■ Text excerpt
And so it begins. We knew this crisis had to be paid for, but you might think Boris Johnson’s government would wait until we had turned the corner before cutting back. Sadly not. Even before the vaccines roll out, cuts are being announced.
And who’s going to pay? Remember “we’re all in this together”? That’s gone. Six months ago, the Tories stood on doorsteps applauding public service workers. Now they’re cutting their pay. The very people we have relied on most over this long, painful year are now in the firing line.
The spurious justification for this is that private sector wages have fallen, so in some perverted notion of fairness, public sector workers must take a cut in their real incomes too. Why might wages in the private sector have fallen? Might it be that millions of self-employed people and small firms have been unable to work during the pandemic? Might it be because nearly half of them were refused any help under the various government schemes?
Proposals to freeze public sector pay are part of the chancellor’s spending review announced last week. We ought to have had a proper budget by now, but the UK’s finances are so precarious, and things yet so uncertain that no-one is confident enough to publish a detailed set of figures. Instead, we have a range of new policies unveiled. And all without debate or votes in the elected parliament.
It’s not just a squeeze on the public sector, in perhaps the most cruel and immoral announcement ever, the government’s intention is to savage the aid budget by a third. This assault on the poorest people in the world will no doubt please grassroots Tories, but it will do major damage to the UK’s international reputation. As the US is preparing to come back to the world, the UK turns its back on it.
The government has borrowed a lot of money to deal with Covid. The UK’s debt has never been higher. Can it keep spending and borrowing more? Absolutely. Cutting back now is like ending a medical treatment before it has run its course. The good news is it’s never been cheaper to borrow. The debt may be 30% higher than it was two years ago, but the interest payments are half what they were.
Now is the time to spend even more on rebuilding our economy in a sustainable green direction. But because Scotland is not an independent country, we're dragged along for the ride. The best the Scottish government can do with limited powers and money is mitigate the actions of Westminster. Even then, the contrast in approach and attitude could not be more dramatic.
Rishi Sunak plans to cut Universal Credit by £20 a week in April; the Scottish government is giving the poorest families a £100 winter bonus and bringing in the new child payment. Frontline health and care staff in Scotland will get a £500 Covid thank-you bonus. Wages will not be frozen. Free school meals will be extended to all primary school pupils if the SNP win in May.
All this being achieved by a Scottish government with one hand tied behind its back. How much more could be done if we had the powers of an independent country.

■ Records provided
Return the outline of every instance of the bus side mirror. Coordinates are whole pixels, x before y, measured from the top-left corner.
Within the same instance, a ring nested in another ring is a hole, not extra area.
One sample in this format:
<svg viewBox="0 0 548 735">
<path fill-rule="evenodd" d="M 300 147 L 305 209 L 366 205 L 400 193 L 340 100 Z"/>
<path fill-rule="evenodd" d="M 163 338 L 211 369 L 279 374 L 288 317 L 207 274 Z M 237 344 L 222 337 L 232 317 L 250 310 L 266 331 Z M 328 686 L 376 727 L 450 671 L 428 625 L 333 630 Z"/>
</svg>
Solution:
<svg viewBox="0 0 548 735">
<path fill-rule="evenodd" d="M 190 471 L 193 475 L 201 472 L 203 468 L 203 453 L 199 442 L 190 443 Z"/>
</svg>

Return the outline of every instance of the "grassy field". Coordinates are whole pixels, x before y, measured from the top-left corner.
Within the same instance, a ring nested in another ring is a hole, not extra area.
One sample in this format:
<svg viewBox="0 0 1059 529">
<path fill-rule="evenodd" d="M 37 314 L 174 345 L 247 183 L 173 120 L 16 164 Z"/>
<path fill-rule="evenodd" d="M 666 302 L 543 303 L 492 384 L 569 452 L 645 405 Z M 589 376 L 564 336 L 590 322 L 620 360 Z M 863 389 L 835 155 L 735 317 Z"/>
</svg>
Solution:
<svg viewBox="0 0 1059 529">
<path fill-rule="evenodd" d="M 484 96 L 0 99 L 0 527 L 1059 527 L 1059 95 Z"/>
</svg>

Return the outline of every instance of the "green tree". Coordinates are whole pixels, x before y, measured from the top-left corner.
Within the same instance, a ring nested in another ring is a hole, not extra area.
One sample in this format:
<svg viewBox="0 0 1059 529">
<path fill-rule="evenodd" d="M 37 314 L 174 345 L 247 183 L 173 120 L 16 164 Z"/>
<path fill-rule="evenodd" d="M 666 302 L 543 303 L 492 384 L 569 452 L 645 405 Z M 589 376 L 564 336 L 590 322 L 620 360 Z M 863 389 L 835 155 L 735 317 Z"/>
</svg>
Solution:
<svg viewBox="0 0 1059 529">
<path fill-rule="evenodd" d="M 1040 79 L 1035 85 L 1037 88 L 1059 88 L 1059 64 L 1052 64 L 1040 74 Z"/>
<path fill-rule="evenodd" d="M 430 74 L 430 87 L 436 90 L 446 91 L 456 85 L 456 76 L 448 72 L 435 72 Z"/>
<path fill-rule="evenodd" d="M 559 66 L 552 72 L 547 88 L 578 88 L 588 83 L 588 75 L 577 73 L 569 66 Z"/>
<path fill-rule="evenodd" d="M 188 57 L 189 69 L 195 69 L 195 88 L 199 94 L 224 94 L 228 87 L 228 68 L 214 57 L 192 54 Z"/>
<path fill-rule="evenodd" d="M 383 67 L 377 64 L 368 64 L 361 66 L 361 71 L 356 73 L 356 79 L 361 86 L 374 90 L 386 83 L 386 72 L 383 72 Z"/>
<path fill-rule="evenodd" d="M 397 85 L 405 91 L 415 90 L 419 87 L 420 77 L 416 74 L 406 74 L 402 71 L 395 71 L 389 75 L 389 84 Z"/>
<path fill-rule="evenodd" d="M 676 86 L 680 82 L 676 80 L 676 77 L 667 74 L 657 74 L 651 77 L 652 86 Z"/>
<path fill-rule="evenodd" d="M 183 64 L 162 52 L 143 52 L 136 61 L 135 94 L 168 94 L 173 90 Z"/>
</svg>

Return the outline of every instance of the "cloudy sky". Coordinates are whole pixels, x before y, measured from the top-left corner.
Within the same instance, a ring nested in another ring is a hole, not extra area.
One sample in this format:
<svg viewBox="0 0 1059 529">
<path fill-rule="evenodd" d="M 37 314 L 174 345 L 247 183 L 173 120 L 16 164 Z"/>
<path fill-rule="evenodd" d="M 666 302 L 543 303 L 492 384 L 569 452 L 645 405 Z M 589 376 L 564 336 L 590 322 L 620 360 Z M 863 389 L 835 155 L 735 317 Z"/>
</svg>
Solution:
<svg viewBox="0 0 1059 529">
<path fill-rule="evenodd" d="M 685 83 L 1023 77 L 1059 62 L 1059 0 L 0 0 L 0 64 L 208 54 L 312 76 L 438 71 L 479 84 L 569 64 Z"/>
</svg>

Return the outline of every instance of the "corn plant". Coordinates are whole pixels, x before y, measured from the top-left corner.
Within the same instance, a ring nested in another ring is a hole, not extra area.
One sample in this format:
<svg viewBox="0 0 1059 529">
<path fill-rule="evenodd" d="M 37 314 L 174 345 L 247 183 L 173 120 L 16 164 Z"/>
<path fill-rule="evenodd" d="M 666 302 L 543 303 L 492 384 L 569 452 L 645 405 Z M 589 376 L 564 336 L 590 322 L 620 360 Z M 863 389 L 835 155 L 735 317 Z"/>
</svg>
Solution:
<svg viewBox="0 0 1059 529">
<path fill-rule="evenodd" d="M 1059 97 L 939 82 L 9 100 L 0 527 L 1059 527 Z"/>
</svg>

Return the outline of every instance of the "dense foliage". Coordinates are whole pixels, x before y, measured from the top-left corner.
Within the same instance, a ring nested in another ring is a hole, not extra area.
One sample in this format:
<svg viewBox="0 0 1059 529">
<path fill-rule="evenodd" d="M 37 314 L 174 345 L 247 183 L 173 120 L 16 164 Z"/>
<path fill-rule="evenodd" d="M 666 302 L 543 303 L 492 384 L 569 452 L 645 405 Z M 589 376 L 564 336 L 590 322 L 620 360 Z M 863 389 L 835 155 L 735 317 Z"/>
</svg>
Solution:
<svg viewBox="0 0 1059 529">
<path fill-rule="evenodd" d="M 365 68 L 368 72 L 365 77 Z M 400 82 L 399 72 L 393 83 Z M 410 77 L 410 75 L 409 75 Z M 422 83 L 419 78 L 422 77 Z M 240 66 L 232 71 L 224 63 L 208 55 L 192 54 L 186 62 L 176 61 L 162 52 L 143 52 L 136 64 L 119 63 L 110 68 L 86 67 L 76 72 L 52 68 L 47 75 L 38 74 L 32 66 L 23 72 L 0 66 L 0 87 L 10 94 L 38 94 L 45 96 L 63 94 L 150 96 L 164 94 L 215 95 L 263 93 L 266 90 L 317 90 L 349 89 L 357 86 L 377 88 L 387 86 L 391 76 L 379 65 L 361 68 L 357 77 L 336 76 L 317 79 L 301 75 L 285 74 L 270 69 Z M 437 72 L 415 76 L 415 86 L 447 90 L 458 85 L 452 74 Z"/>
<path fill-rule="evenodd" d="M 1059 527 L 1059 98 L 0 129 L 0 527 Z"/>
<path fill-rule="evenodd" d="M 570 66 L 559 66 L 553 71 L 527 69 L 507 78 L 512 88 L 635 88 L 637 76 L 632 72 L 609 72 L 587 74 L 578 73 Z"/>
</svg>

■ Exercise
According to the opinion piece on the spending review, by how much does the government intend to cut the aid budget? This material comes from a separate source.

■ Written solution
By a third.